- The problem
How many lines in the entries below contain the word "green"? Reply with the number alone.
====== Stored rows ======
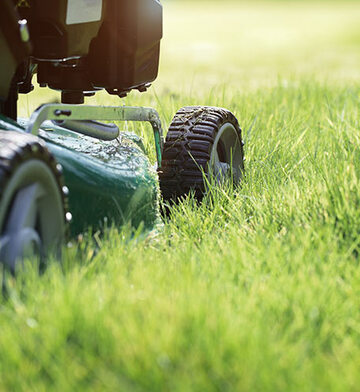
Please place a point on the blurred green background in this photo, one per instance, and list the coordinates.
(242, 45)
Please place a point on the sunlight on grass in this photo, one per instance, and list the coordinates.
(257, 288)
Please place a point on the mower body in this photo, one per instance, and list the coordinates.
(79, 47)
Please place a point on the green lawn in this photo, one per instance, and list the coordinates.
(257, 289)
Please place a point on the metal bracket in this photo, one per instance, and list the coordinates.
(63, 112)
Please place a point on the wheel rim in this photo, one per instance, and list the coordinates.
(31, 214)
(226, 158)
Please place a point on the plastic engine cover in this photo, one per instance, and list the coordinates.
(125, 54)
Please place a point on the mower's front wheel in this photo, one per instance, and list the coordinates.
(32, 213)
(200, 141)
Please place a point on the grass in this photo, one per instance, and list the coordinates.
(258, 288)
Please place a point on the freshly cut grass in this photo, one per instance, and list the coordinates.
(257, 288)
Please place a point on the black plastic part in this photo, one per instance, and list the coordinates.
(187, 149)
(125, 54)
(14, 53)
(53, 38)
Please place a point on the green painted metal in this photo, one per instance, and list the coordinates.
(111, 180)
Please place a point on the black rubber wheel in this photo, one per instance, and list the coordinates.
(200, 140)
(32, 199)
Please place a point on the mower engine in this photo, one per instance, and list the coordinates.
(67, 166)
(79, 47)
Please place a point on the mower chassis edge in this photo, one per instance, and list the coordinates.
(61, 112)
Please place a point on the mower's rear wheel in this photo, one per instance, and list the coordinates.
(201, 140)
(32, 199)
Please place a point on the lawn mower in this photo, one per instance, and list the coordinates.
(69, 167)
======
====== Stored rows ======
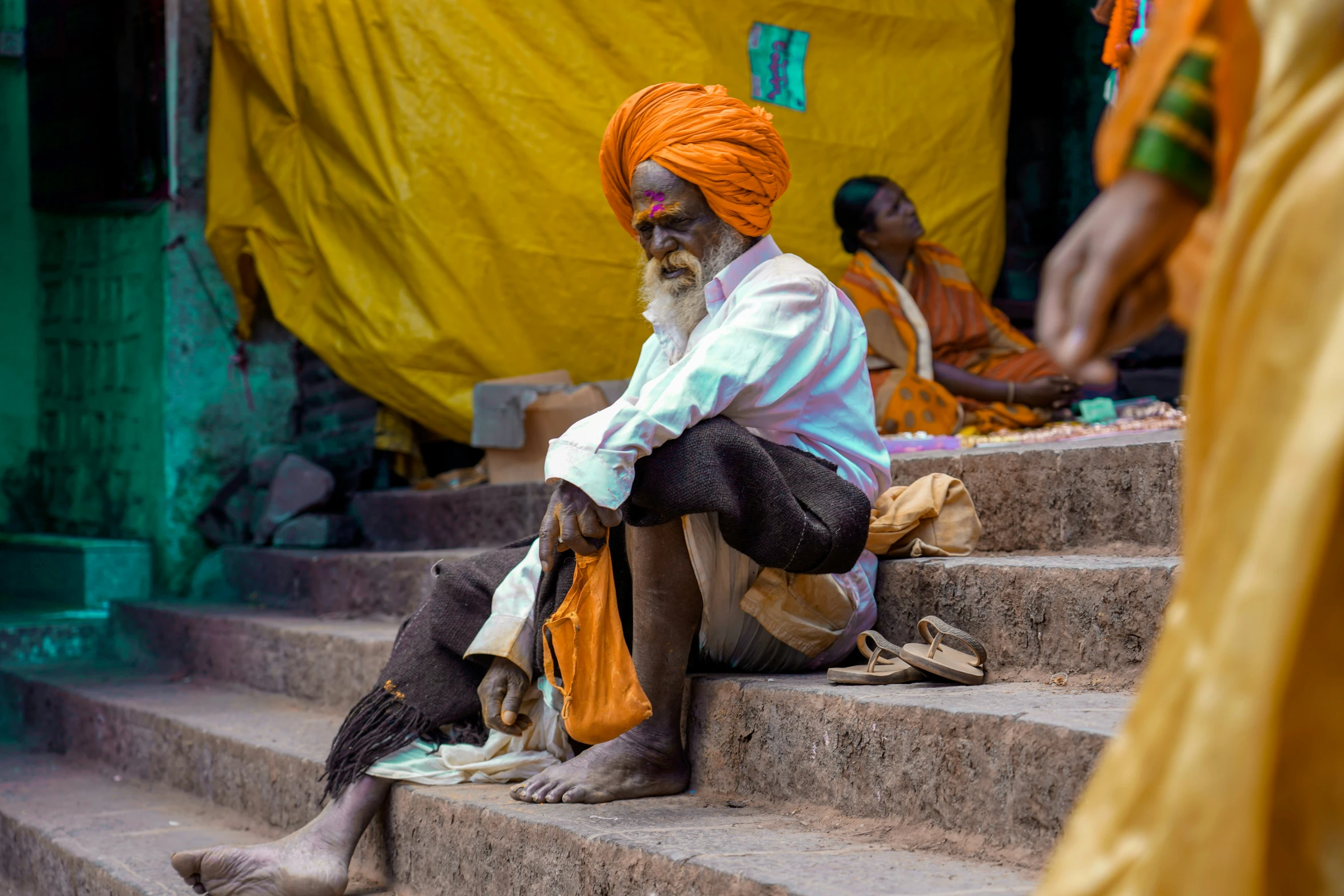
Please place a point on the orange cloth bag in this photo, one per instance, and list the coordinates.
======
- Written answer
3